Challenge =
Copy out the records precisely, omitting pictures.

■ ■ ■

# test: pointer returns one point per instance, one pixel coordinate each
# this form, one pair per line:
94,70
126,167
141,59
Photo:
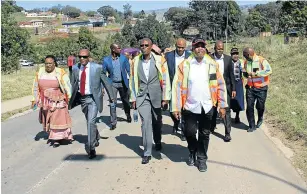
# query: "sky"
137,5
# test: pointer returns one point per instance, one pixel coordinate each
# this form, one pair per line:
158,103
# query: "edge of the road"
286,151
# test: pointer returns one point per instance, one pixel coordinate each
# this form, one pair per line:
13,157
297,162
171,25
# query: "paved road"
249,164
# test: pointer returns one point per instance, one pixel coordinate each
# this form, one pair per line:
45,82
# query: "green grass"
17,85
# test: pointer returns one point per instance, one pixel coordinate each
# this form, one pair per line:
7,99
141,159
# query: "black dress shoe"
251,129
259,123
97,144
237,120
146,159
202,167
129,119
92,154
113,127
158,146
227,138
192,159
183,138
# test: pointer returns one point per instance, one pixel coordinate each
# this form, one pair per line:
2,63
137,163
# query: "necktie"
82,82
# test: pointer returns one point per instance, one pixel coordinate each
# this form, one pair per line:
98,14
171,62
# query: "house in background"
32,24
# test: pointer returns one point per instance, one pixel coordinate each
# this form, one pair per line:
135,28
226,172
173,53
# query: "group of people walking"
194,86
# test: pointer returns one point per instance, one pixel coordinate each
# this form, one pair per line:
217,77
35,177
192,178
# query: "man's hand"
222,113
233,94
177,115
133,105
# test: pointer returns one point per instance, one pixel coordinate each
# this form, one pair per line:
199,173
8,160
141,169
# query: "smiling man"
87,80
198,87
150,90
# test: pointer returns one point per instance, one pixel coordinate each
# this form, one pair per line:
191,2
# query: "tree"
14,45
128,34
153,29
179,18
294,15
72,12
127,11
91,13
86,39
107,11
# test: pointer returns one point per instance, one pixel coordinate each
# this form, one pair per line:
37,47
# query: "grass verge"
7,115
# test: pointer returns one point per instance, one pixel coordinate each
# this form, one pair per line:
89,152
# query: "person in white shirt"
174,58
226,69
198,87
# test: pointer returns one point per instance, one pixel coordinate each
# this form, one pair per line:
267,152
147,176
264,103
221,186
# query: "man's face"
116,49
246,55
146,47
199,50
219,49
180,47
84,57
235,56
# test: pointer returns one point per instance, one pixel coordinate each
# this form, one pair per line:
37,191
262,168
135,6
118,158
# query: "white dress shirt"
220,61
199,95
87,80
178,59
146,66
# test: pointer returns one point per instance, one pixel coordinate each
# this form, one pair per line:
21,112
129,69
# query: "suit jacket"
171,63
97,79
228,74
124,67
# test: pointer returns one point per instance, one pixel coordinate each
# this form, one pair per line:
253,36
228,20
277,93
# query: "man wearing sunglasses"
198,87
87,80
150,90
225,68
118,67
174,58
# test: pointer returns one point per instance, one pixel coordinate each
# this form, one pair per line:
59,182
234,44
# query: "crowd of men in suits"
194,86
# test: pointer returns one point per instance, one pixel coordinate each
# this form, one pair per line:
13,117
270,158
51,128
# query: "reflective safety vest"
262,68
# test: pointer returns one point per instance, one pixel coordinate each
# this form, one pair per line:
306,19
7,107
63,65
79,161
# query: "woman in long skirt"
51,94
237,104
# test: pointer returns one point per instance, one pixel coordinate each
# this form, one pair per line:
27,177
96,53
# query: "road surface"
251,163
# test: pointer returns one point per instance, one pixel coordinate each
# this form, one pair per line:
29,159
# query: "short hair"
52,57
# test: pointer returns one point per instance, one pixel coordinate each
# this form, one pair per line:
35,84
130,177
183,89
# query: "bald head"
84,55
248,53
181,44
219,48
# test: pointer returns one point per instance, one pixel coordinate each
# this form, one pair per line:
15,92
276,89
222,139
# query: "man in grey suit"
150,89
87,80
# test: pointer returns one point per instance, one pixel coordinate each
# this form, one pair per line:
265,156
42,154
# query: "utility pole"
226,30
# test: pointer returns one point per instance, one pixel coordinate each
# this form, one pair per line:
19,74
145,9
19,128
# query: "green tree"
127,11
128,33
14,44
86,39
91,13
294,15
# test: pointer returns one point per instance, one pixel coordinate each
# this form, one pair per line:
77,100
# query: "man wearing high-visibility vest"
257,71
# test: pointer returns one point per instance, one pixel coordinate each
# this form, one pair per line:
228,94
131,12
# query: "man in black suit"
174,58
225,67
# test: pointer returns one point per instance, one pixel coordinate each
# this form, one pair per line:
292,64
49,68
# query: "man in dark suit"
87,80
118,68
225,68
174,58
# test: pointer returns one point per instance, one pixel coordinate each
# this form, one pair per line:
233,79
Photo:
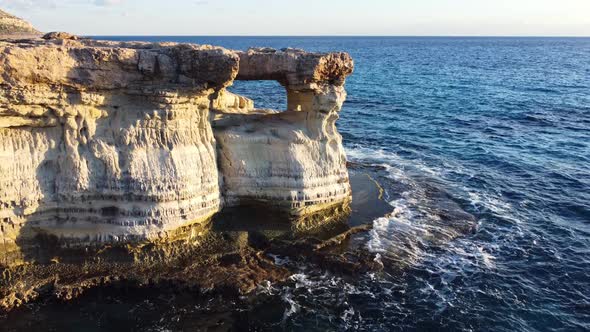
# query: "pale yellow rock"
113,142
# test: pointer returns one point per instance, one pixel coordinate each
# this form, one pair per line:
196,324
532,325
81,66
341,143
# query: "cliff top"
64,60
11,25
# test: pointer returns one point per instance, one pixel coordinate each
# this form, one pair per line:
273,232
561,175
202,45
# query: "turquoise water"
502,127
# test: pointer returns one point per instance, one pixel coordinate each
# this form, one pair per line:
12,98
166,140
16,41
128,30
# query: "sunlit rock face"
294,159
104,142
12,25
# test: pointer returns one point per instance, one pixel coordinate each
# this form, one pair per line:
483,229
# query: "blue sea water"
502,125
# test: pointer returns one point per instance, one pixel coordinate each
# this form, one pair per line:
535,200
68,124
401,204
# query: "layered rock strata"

■ ■ ■

Task result =
# test: pointer returns one point per instance, one pixel coordinate each
# this form, one pair per line:
94,70
126,167
141,59
Photo:
# query: "sky"
137,5
# test: pointer returns one point per instance, one pixel coordinate each
# this form, one pair per line:
158,103
# query: "edge of the road"
286,151
# test: pointer returns one point per instance, one pixel coordinate each
# this form, one pair per line:
13,157
297,162
171,25
# query: "paved road"
249,164
# test: pointer returns one point per instance, one pixel coordinate each
# this form, one pair per line:
45,82
# query: "green grass"
17,85
# test: pointer returns one point per instance, one pixel coordinate each
# this form, one pair per line:
7,99
141,159
# query: "black dress shoe"
251,129
259,123
97,144
237,120
146,159
202,167
129,119
92,154
113,127
158,146
227,138
192,159
183,138
# test: pointer returns one point per instance, one pixel coordinate each
# this form, one pair per line:
2,63
137,163
# query: "necktie"
82,82
# test: pointer returns one point per instance, one pixel coordinate each
# this form, one pair per line:
98,14
171,62
# query: "house in background"
32,24
# test: pointer returns one point per instance, one pixel coordinate each
# this form, one pair per line:
135,28
226,172
173,53
# query: "group of people walking"
194,86
# test: pointer returns one point per instance, one pixel coordinate each
# this form, one pair per line:
217,77
35,177
192,178
# query: "man's hand"
222,113
233,94
177,115
133,105
# test: pointer returns one point per instance, one pixel coordinate each
# this form, one pair per line:
199,173
8,160
141,169
# query: "smiling man"
87,80
198,87
150,90
# test: pointer returns one point per instance, one pixel coordinate each
# this form, one pair per line:
191,2
# query: "tree"
14,45
128,34
153,29
179,18
294,15
72,12
127,11
91,13
86,39
107,11
# test: pointer returns one point per instance, one pixel coordinate each
# this form, one pair per line:
37,47
# query: "grass verge"
7,115
# test: pointer returns one point per instance, one pixel coordinate each
# this form, one pair per line:
89,152
# query: "person in white shirt"
174,58
226,69
198,87
# test: pointer returns one point per instance, one pixel coordinate each
# this form, one pair per line:
267,152
147,176
264,103
221,186
# query: "man's face"
116,49
246,55
146,47
199,50
219,49
180,47
84,57
235,56
# test: pointer returns one point per instance, one pixel coordinate each
# this form, one pair per line:
37,191
262,168
135,6
118,158
# query: "white dress shirt"
220,61
199,95
87,80
178,59
146,66
# test: pointer returns one point per instance, one pixel coordinate each
# this form, one pair per line:
21,112
129,69
# query: "suit jacket"
171,63
97,79
228,74
124,67
# test: pointer returns one point per instance, one pixel coordinate each
# this form, one pair per line:
253,36
228,20
277,93
# query: "man wearing sunglasses"
198,87
87,80
150,90
225,68
118,67
174,58
# test: pointer returns one point per instance, one pixel coordinate each
# this form, one pair per line:
59,182
234,44
# query: "crowd of men in suits"
194,86
# test: pointer returns one point per instance, one pixel coordinate each
# this form, one pair per line:
13,117
270,158
51,128
# query: "reflective safety vest"
262,68
# test: pointer returns one point per instance, one pixel coordinate each
# this form, one pair per line:
306,19
7,107
63,65
79,161
# query: "woman in long skirt"
51,94
237,104
# test: pointer returns one point per instance, one pixel coordinate each
# this form, one pair per line:
27,177
96,53
# query: "road surface"
251,163
# test: pointer returns one point per instance, one pixel coordinate each
# this form, one pair per line:
29,159
# query: "short hair"
52,57
# test: pointer returns one point per instance, one pixel coordinate each
# this form, one pair per line:
35,84
130,177
183,89
# query: "bald head"
84,55
248,53
181,44
219,48
# test: pointer returns one point per instance, one pixel coordinate each
# this form, one pair per line:
15,92
276,89
222,139
# query: "man in grey suit"
150,89
87,80
# test: pointer returns one point per instance, one pixel coordinate each
# this form, one pair per line:
265,156
42,154
# query: "utility pole"
226,30
# test: pointer returns one point per instance, one pixel coordinate each
# this form, one pair per line:
19,74
145,9
19,128
# query: "green tree"
127,11
128,33
14,44
86,39
91,13
294,15
# test: pointer returns one point per instance, one pixel coordinate each
# this form, one pair per line:
77,100
# query: "man wearing high-visibility vest"
257,71
# test: pointer returns one point per instance, one pixel coordinate each
# this form, one pair per line:
228,94
131,12
# query: "man in black suit"
174,58
225,67
# test: pointer returns one point per instance, one pixel coordinate each
# this form, one pair per line:
292,64
49,68
# query: "man in dark suit"
87,80
118,68
225,68
174,58
# test: pointer returns one point per instance, one pixel coordinate each
# this form, one pair per line:
233,79
Photo:
# query: "pale yellow rock"
113,142
# test: pointer returns one point per instance, one pixel coordinate each
# this form, one pair per line:
196,324
532,325
81,66
341,143
# query: "cliff top"
64,60
11,25
# test: pointer returns one point per instance, one pixel coordinate each
# this form, one pair per line:
273,232
561,175
202,45
# query: "turquoise water"
502,127
# test: pointer returns one point per instance, one pixel coordinate each
# this form, one pair per line:
12,98
166,140
16,41
128,30
# query: "sunlit rock face"
294,159
104,142
12,25
# test: pointer returns one point per instance, one pixel coordinate each
# this form, one pair per line:
483,229
# query: "blue sea water"
502,125
# test: pointer returns one point per instance, one pixel coordinate each
# this form, one pair per line:
535,200
68,124
401,204
# query: "layered rock strata"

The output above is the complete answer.